§ **Brief**
Write out the items below from the start through the line that contains "column 551, row 162", changing "cafe chair" to "bistro chair" and leaving everything else the same.

§ **Records for this exercise**
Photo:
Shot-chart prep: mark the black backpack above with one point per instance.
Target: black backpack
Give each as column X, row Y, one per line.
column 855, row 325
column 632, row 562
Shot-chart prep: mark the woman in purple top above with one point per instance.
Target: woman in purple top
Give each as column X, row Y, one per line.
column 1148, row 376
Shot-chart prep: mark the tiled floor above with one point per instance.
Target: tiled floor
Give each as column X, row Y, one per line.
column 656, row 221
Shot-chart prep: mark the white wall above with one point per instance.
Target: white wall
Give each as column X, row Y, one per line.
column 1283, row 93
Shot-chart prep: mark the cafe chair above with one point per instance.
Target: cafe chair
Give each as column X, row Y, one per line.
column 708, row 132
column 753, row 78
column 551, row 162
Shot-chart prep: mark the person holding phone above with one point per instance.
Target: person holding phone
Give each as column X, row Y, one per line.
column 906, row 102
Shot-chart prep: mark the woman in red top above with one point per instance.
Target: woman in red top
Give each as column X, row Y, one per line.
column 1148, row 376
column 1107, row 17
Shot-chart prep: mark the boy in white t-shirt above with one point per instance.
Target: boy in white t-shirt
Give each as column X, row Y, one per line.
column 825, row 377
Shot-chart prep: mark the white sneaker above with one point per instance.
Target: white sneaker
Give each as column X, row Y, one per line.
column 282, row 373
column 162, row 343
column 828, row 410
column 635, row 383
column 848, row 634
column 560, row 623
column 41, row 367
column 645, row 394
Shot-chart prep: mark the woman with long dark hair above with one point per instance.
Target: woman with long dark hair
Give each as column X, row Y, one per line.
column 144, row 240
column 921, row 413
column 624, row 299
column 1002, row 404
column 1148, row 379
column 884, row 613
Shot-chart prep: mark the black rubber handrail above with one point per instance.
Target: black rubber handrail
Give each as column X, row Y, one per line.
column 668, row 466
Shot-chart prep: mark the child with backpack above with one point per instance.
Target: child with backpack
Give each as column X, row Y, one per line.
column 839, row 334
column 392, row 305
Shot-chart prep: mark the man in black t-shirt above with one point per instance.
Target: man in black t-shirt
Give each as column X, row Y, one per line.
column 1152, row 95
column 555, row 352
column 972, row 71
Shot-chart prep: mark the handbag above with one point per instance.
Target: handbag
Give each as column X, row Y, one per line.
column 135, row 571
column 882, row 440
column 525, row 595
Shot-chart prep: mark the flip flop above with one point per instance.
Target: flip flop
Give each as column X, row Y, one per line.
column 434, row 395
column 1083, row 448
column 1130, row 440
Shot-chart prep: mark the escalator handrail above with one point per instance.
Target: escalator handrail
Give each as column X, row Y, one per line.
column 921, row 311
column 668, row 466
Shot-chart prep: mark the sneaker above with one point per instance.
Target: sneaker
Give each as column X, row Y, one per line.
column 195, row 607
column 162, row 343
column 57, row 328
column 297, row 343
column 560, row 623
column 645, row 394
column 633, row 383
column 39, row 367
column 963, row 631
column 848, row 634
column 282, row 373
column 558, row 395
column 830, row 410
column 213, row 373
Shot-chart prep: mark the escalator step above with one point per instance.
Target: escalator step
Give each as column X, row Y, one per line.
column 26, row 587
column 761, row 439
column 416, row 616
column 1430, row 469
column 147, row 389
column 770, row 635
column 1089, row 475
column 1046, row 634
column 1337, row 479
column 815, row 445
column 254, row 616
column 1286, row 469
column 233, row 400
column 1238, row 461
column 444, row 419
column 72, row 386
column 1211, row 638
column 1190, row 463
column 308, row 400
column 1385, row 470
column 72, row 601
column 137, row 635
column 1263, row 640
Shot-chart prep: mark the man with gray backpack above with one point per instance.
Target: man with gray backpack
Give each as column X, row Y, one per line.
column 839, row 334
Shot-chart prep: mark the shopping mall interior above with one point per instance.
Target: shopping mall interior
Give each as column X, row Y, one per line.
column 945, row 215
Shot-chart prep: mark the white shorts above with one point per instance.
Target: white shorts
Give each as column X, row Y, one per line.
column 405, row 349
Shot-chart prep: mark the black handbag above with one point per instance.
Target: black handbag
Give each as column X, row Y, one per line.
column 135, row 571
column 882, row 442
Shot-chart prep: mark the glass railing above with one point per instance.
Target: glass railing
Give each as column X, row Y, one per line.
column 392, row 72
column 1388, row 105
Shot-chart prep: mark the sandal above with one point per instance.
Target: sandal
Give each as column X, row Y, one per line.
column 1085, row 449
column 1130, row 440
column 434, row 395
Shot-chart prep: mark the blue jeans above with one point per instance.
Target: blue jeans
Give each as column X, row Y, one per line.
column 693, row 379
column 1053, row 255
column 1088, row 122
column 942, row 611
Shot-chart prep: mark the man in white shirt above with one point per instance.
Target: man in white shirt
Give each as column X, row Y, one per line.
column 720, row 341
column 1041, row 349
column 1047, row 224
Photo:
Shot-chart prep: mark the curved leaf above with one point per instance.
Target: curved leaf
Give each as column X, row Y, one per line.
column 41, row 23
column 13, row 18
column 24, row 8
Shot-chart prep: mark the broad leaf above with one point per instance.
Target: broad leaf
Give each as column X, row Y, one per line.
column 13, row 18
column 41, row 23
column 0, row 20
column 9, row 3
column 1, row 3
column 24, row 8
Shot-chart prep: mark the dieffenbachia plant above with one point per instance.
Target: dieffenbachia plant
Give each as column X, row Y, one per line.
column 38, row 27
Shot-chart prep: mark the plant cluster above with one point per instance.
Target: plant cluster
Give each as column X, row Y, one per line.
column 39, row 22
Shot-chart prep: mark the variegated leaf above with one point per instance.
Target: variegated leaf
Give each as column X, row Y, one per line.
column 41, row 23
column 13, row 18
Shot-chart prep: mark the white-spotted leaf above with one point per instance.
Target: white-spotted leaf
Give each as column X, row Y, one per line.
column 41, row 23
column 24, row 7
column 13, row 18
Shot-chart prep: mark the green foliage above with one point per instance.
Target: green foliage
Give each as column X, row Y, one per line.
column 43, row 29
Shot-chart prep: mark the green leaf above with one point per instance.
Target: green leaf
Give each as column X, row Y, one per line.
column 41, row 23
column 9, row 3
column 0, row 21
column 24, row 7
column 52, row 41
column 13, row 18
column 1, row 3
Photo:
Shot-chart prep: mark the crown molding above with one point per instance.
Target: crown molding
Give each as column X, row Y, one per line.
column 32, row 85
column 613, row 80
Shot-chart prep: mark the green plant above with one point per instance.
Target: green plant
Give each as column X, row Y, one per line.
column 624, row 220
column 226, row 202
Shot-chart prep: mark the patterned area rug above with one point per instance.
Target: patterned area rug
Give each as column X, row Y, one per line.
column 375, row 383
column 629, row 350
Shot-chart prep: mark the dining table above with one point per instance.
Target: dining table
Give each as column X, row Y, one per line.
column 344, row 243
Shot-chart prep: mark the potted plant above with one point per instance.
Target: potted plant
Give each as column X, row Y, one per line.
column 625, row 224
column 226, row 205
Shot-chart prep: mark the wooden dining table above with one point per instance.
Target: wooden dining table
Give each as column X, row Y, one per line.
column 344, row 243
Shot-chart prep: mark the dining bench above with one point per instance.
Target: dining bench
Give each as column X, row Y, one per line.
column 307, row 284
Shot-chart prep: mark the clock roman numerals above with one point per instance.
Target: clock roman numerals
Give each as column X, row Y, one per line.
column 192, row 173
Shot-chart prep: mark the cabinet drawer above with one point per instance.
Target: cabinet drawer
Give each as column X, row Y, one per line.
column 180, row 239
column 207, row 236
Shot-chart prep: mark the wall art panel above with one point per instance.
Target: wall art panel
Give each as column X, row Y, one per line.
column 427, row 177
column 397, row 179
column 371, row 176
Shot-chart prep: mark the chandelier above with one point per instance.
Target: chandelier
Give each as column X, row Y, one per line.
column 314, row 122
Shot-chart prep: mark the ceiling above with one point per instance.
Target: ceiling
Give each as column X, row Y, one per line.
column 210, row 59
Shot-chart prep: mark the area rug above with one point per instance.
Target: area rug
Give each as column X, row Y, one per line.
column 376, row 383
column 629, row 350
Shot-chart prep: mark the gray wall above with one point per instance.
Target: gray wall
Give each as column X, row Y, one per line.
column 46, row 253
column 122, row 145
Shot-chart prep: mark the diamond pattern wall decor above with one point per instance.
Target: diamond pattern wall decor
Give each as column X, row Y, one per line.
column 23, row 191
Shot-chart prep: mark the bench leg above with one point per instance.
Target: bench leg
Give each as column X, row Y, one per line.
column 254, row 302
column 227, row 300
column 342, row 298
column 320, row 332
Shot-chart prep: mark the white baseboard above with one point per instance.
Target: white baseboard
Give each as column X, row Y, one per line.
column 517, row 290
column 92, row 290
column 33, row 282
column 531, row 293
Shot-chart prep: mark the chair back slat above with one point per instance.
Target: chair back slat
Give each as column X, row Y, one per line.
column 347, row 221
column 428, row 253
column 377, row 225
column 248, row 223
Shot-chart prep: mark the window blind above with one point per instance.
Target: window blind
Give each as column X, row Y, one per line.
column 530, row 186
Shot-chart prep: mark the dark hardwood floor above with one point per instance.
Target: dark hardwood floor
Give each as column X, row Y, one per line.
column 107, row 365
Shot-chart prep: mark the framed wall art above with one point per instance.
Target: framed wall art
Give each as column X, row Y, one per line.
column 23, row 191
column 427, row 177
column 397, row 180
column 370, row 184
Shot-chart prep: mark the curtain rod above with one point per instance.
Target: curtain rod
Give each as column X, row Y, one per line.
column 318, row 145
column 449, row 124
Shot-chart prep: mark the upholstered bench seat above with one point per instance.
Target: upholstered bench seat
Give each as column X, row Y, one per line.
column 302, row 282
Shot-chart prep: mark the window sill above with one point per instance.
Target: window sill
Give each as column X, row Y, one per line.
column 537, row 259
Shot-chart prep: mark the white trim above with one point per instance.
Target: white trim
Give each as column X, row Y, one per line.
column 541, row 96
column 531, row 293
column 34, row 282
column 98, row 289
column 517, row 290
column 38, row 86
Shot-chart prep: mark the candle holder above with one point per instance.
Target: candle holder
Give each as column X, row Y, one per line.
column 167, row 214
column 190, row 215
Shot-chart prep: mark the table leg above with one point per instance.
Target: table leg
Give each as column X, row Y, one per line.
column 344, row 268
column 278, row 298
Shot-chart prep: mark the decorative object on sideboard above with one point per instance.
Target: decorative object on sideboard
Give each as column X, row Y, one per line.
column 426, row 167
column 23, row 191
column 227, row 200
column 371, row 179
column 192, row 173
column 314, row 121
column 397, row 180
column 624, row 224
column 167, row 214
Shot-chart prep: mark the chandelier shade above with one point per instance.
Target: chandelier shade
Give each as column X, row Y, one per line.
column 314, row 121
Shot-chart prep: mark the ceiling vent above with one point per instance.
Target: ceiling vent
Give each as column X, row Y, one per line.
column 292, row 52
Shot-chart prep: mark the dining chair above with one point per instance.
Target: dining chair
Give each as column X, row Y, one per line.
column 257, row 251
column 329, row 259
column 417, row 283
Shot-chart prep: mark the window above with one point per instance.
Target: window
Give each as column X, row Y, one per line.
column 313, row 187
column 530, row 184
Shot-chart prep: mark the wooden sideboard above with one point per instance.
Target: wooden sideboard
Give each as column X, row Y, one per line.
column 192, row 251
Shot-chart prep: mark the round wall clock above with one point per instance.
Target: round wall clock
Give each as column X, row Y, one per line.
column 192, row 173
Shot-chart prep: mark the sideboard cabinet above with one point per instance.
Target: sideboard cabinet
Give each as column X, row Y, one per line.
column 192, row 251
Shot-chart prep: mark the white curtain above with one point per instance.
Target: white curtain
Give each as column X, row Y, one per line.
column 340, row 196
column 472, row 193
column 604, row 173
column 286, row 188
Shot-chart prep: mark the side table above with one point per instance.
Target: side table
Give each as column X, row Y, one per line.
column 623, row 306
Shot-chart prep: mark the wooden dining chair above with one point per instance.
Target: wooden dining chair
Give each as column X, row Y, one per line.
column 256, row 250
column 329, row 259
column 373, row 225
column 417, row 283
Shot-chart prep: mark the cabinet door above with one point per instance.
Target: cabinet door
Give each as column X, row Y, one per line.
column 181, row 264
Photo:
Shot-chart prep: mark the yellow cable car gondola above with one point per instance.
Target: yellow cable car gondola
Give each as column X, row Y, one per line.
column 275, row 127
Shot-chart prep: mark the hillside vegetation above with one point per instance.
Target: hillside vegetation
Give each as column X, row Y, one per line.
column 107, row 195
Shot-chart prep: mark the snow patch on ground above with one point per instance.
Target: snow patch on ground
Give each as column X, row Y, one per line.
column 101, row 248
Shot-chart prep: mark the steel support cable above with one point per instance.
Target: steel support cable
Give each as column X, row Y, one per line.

§ **Solution to this task**
Photo:
Shot-chart prep: mark the black backpack above with one point per instance.
Target: black backpack
Give each as column X, row Y, one per line.
column 855, row 325
column 632, row 562
Shot-chart prep: mark the woman in purple top above with one point per instance.
Target: woman in purple top
Give each as column X, row Y, one per line.
column 1148, row 376
Shot-chart prep: mark the tiled floor above with one point per instance.
Target: tiled floor
Give each as column X, row Y, one per line.
column 656, row 221
Shot-chart prep: mark the white wall above with one point per instance.
Target: white wall
Give each as column X, row Y, one per line.
column 1283, row 93
Shot-chart prep: mark the bistro chair above with one point per instance.
Target: bistro chair
Give each as column X, row Y, one per line.
column 708, row 132
column 753, row 78
column 551, row 162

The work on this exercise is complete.